* Exercise aim
Reproduce the entries shown below only from the line with "178L137 167L107 180L100" down to the line with "273L796 386L709 402L699", keeping both end lines and copying each one exactly.

* Excerpted records
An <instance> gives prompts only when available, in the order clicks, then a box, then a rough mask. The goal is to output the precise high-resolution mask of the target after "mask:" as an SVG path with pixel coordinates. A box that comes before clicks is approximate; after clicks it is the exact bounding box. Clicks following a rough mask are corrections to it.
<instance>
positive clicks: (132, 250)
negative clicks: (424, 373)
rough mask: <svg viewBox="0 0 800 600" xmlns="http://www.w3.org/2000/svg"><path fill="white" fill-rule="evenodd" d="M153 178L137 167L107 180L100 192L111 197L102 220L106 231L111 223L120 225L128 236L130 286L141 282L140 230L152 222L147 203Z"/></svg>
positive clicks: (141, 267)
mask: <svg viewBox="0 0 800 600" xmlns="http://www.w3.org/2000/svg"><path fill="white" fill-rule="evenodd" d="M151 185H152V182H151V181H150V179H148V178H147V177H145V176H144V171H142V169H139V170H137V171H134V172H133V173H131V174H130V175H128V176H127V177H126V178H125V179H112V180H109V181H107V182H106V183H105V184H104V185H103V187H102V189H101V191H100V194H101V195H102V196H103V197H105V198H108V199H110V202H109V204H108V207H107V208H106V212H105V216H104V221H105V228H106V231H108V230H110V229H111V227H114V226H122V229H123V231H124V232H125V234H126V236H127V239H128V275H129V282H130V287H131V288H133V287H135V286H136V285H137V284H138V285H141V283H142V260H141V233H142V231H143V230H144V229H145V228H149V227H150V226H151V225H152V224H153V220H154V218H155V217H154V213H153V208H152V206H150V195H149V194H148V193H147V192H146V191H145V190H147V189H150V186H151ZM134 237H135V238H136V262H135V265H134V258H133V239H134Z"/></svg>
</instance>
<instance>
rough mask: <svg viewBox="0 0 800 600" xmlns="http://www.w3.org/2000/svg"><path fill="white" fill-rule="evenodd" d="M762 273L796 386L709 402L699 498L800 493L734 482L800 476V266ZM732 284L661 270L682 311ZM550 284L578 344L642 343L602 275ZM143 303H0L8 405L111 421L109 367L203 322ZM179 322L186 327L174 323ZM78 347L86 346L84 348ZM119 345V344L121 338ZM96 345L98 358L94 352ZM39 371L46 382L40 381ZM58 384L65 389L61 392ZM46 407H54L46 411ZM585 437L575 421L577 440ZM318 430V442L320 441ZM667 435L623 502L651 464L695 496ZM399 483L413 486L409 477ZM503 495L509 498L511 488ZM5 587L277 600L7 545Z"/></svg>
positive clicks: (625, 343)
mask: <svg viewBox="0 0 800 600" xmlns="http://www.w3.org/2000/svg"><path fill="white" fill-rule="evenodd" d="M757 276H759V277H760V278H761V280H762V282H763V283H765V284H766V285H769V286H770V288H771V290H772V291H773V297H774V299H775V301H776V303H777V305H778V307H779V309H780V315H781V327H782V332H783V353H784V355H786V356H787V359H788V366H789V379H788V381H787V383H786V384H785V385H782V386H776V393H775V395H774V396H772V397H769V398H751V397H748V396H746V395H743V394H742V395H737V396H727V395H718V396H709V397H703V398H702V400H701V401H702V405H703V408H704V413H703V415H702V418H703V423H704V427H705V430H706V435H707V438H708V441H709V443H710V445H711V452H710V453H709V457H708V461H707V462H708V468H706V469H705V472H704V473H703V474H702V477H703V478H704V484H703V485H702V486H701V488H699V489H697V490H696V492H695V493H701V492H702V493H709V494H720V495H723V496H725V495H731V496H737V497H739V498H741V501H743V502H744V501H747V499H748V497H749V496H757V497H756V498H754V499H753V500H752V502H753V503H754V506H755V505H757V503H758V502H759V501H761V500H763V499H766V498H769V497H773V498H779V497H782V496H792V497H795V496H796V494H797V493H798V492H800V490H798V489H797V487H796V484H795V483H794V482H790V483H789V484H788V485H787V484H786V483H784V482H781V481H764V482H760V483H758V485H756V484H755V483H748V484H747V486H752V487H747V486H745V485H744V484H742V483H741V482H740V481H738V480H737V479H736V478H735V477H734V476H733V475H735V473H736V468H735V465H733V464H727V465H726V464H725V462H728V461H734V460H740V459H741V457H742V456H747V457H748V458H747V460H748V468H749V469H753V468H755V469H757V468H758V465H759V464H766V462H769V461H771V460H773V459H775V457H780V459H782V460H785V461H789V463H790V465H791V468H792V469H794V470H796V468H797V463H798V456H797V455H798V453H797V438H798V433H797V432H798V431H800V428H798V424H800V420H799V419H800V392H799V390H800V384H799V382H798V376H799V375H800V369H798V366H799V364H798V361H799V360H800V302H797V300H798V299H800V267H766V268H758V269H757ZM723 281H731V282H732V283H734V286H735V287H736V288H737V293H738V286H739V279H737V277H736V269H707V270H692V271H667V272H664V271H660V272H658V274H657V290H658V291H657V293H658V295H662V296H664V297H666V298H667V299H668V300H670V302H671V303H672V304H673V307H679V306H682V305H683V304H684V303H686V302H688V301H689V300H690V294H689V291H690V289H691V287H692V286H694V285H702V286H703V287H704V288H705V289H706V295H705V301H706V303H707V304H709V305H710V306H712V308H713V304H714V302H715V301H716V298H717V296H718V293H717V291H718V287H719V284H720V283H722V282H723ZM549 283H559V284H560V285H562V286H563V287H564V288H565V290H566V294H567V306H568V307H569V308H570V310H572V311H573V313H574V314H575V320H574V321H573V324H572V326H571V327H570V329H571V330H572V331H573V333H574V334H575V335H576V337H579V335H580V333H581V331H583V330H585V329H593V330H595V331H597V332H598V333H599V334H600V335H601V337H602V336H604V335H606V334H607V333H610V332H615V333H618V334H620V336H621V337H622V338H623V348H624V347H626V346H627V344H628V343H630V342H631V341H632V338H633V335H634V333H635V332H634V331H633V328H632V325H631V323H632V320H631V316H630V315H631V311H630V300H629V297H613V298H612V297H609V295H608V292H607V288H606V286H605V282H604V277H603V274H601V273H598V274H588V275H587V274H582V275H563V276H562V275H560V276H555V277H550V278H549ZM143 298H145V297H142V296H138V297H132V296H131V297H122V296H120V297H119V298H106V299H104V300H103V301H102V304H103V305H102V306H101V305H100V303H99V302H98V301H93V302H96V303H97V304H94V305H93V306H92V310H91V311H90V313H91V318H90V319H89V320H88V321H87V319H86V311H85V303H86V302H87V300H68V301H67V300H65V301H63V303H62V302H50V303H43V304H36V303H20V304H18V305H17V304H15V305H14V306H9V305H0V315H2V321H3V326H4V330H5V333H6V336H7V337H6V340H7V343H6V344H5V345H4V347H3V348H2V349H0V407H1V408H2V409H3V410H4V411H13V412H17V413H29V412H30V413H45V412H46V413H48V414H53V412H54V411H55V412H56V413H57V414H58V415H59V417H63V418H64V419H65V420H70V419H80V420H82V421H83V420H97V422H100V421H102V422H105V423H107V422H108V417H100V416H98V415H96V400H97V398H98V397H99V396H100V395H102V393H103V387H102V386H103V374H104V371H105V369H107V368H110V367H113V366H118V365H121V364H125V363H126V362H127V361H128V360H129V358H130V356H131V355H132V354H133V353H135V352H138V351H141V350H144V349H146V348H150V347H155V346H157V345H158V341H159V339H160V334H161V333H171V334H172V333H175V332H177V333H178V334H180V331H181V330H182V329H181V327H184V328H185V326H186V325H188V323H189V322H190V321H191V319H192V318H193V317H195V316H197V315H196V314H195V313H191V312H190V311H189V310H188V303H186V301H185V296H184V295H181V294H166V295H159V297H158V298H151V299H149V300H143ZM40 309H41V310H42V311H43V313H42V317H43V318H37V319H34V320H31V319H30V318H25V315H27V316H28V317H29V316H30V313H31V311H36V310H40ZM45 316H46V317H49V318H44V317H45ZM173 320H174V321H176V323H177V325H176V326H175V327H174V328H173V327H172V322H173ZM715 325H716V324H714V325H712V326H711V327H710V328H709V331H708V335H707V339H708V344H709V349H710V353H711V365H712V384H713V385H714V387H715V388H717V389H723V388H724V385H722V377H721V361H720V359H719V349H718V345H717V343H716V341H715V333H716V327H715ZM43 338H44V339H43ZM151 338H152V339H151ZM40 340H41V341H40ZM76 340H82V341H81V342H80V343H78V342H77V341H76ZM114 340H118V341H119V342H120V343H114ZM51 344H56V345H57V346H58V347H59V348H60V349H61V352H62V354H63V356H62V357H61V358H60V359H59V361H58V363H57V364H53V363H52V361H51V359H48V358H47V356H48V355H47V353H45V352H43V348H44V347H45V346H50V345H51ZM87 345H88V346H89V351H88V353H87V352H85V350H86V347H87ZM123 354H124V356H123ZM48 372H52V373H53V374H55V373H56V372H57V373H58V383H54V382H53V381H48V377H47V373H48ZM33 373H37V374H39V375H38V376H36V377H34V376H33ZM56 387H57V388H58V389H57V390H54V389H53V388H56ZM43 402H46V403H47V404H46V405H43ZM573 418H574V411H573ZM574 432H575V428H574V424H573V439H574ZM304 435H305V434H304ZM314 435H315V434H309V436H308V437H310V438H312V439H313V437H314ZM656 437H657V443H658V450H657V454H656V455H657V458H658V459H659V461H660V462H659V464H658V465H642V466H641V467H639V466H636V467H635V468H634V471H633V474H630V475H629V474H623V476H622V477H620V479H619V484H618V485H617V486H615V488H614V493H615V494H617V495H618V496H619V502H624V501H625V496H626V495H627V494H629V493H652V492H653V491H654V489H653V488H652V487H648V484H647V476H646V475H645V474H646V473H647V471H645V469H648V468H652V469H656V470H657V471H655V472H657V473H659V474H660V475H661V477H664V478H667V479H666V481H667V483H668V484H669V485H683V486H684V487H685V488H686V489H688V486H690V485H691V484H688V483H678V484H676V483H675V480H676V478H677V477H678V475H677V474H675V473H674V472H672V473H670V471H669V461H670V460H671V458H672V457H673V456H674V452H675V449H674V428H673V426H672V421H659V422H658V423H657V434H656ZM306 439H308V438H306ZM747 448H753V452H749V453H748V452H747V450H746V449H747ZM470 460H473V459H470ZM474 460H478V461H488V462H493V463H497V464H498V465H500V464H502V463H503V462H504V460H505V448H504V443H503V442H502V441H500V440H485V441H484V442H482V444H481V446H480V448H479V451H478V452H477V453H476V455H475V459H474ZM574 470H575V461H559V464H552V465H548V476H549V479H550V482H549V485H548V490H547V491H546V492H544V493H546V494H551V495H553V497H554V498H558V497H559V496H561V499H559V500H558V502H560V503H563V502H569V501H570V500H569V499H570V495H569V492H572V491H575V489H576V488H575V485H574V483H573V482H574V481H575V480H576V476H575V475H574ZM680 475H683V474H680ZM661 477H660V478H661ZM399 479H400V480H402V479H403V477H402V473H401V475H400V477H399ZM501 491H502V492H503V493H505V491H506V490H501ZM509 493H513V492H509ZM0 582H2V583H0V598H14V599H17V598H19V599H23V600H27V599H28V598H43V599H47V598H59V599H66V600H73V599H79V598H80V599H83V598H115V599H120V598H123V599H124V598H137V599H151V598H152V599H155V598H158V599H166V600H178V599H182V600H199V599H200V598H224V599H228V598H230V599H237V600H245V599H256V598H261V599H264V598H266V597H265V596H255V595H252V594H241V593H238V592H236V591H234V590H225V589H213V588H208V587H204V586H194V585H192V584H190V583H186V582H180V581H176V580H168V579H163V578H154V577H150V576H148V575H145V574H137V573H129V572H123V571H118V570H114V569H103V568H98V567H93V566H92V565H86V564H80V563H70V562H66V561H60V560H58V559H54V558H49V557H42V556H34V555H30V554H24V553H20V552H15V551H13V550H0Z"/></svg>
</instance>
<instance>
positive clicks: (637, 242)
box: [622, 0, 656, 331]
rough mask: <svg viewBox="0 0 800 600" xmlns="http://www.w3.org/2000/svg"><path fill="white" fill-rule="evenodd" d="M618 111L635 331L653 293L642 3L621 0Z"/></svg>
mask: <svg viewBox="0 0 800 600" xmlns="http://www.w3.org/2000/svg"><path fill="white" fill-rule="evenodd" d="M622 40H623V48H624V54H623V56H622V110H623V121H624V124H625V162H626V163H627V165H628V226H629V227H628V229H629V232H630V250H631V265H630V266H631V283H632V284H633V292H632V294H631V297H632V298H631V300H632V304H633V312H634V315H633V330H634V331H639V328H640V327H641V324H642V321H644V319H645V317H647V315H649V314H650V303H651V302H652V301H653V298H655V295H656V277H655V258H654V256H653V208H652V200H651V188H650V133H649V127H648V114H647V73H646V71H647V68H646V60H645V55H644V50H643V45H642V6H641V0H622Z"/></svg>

* Your response
rough mask: <svg viewBox="0 0 800 600" xmlns="http://www.w3.org/2000/svg"><path fill="white" fill-rule="evenodd" d="M153 178L137 167L107 180L100 192L111 197L102 220L106 231L111 223L120 225L128 236L130 286L141 282L140 230L152 222L147 203Z"/></svg>
positive clicks: (141, 267)
mask: <svg viewBox="0 0 800 600" xmlns="http://www.w3.org/2000/svg"><path fill="white" fill-rule="evenodd" d="M151 185H152V182H151V181H150V179H148V178H147V177H145V176H144V171H142V169H139V170H137V171H134V172H133V173H131V174H130V175H128V176H127V177H126V178H125V179H112V180H109V181H107V182H106V183H105V184H104V185H103V187H102V189H101V191H100V194H101V195H102V196H103V197H105V198H108V199H110V202H109V204H108V207H107V208H106V212H105V216H104V221H105V228H106V231H108V230H110V229H111V227H114V226H122V229H123V231H124V232H125V234H126V236H127V239H128V275H129V282H130V287H131V288H133V287H135V286H136V285H137V284H138V285H141V283H142V260H141V233H142V231H143V230H144V229H145V228H149V227H150V226H151V225H152V224H153V220H154V218H155V217H154V213H153V208H152V206H150V195H149V194H148V193H147V192H146V191H145V190H147V189H150V186H151ZM134 237H135V238H136V262H135V265H134V258H133V239H134Z"/></svg>
</instance>
<instance>
rough mask: <svg viewBox="0 0 800 600" xmlns="http://www.w3.org/2000/svg"><path fill="white" fill-rule="evenodd" d="M762 273L796 386L709 402L699 498L800 493L734 482L800 476V266ZM732 284L661 270L682 311ZM550 284L578 344L642 343L602 275ZM143 303H0L8 405L111 421L109 367L203 322ZM179 322L186 327L174 323ZM78 347L86 346L84 348ZM119 345V344L121 338ZM96 345L98 358L94 352ZM39 371L46 382L40 381ZM58 384L65 389L61 392ZM46 407H54L46 411ZM585 437L575 421L577 440ZM318 430V442L320 441ZM667 435L623 502L651 464L695 496ZM399 483L413 486L409 477ZM503 495L509 498L511 488ZM5 587L277 600L7 545Z"/></svg>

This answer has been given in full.